[Passage]
===

After Genesis one briefly records six days of creation, chapter two backs up to emphasize the significance of God’s creation of humans. What essential truths can we learn about ourselves from the creation of the first two people?
Have you ever told someone, “I must have missed the first part of your story. I don’t understand”? Without a context most stories lose meaning. So it is with the story of humanity. Ignorance of our beginning breeds confusion and purposelessness. Even the drama of salvation by grace makes sense only in light of history’s opening act.
Mainstream science tells a different origins story. But at least one leading biochemist admits that, “At present all discussions on principle theories and experiments in the field” concerning the problem of the origin of life, “either end in a stalemate or in a confession of ignorance.”[i] In reality, Scripture and nature say the same thing. We don’t always see how they harmonize. We might misinterpret scientific data or misunderstand Scripture. But our first allegiance is to the Bible through which God communicates “more openly.”[ii]
The biblical story of the world opens with the eternal, triune God creating all things. He truly created; by his mere word he made everything from nothing (Heb. 11:3). He didn’t need to; he is perfectly sufficient. But he made a world to witness and proclaim “the glory of his eternal power, wisdom, and goodness.” Everything owes its allegiance to the loving and just Creator. Every Christian must believe that the Father, Son, and Holy Spirit made the heavens and the earth.
After Genesis one briefly records six days of creation, chapter two backs up to emphasize the significance of God’s creation of humans. What essential truths can we learn about ourselves from the creation of the first two people?
Humans Are Male and Female
In our post-Christian age amid the emergence of a new paganism gender has become ground-zero in worldview battles. “Today’s revolution in theology is not over the doctrine of justification by faith alone, but over sexual identity.”[iii] Why is sexuality so contested today? Because maleness and femaleness, as both biological and biblical reality, tell us who we are and how we should live. We want to define ourselves. But God already has.
Gender is basic to who we are. When asked about divorce Jesus could have simply quoted Genesis 2:24, “Therefore a man shall leave his father and his mother and hold fast to his wife, and they shall become one flesh.” But he backed up further: “He who created them from the beginning made them male and female” (Matt. 19:4; cf. Gen. 1:27). Marriage is not simply the commitment of two people, but the exclusive union of the two complementary parts of God’s image. In Scripture’s first seven chapters “male and female” occurs six times; gender is binary by design. The animals brought onto the ark had to “be male and female” (Gen. 6:19) or they would go extinct.

===

[Brief 1]
Print the section of the passage on the creation of humans that opens with the words containing "Humans Are Male" and closes with "God already has.".
[Brief 2]
According to the passage on the creation of humans, why is sexuality so contested today?

[Excerpted data]

===

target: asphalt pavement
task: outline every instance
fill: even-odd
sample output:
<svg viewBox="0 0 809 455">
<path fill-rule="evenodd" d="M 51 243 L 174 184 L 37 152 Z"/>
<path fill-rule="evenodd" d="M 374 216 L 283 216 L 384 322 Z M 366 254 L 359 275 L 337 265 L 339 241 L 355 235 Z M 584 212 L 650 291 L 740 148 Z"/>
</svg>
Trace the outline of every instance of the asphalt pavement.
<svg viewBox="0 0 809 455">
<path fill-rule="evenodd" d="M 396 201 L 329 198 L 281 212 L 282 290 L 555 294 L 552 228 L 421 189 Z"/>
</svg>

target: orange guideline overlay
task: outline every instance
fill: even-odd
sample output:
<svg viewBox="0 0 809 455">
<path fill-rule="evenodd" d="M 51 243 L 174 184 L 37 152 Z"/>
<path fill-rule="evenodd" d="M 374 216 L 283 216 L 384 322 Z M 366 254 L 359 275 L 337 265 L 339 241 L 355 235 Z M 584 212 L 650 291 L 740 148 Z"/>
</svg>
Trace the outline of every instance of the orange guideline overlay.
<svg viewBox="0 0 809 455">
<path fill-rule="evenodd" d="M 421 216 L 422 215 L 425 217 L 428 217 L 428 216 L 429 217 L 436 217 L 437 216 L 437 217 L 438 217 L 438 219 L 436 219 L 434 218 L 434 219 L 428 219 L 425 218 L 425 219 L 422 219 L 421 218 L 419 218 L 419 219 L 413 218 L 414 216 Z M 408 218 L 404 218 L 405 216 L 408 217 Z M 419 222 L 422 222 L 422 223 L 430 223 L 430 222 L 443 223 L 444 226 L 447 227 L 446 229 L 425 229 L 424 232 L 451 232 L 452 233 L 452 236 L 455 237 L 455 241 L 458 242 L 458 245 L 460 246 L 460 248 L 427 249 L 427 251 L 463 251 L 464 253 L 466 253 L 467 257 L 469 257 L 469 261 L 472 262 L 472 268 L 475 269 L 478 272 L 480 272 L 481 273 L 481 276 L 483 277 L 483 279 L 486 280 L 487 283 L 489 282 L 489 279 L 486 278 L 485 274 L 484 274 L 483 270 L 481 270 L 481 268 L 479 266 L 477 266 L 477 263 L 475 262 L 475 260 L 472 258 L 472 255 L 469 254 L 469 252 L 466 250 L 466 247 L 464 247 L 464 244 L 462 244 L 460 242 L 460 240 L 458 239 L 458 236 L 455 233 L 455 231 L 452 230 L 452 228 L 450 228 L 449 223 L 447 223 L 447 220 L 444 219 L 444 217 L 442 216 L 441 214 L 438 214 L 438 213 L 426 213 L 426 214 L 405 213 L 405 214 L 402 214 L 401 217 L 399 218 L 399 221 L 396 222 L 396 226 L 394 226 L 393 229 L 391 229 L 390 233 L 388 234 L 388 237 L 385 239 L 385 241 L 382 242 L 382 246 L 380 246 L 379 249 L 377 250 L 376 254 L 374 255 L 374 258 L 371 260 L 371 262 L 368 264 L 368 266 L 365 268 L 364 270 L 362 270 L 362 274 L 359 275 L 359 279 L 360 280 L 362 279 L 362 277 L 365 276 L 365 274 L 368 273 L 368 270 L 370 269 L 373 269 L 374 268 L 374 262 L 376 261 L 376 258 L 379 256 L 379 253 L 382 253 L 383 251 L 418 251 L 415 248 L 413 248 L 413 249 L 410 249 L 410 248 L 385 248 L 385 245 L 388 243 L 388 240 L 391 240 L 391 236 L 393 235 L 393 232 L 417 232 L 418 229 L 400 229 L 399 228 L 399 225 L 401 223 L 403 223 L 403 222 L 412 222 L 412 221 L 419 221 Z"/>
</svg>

===

[Solution 1]
Humans Are Male and Female
In our post-Christian age amid the emergence of a new paganism gender has become ground-zero in worldview battles. “Today’s revolution in theology is not over the doctrine of justification by faith alone, but over sexual identity.”[iii] Why is sexuality so contested today? Because maleness and femaleness, as both biological and biblical reality, tell us who we are and how we should live. We want to define ourselves. But God already has.

[Solution 2]
Maleness and femaleness, as both biological and biblical reality, tell us who we are and how we should live. People want to define themselves, but God already has.